• [Brief 1] Duplicate the part of the change data capture passage starting at "In our example" and ending at "scalar valued function.".
>> BEGIN Text segment
SELECT *, sys.fn_cdc_is_bit_set(@SOURCEPosition, __$update_mask) AS
'UpdatedSOURCE'
,sys.fn_cdc_is_bit_set(@ENTRY_STATUSPosition, __$update_mask) AS
'UpdatedENTRY_STATUS'
,sys.fn_cdc_is_bit_set(@WIP_STATUSPosition, __$update_mask) AS
'UpdatedWIP_STATUS'
,sys.fn_cdc_is_bit_set(@TAXABLEPosition, __$update_mask) AS
'UpdatedTAXABLE'
,sys.fn_cdc_is_bit_set(@LAST_MODIFIEDPosition, __$update_mask) AS
'UpdatedLAST_MODIFIED'
FROM cdc.fn_cdc_get_all_changes_dbo_TAT_TIME(@from_lsn, @to_lsn, 'all');

4

In our example we had an UPDATE on only two columns SOURCE and LAST_MODIFIED – the second and sixth column. This is represented with 0x22 in hexadecimal value (100010 in binary). Here, this value stands for second and sixth value if you look at it from the right, as a bitmap. This is a useful way of finding out which columns are being updated or changed.

Let’s see a shortcut using sys.fn_cdc_has_column_changed scalar valued function.
>> END Text segment
>> BEGIN Given data
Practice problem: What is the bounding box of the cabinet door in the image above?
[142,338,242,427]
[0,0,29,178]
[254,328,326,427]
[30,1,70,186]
>> END Given data
• [Brief 2] From the entries above, extract every line that contains the word "problem".

• [Expected output 1]
In our example we had an UPDATE on only two columns SOURCE and LAST_MODIFIED – the second and sixth column. This is represented with 0x22 in hexadecimal value (100010 in binary). Here, this value stands for second and sixth value if you look at it from the right, as a bitmap. This is a useful way of finding out which columns are being updated or changed.

Let’s see a shortcut using sys.fn_cdc_has_column_changed scalar valued function.

• [Expected output 2]
Practice problem: What is the bounding box of the cabinet door in the image above?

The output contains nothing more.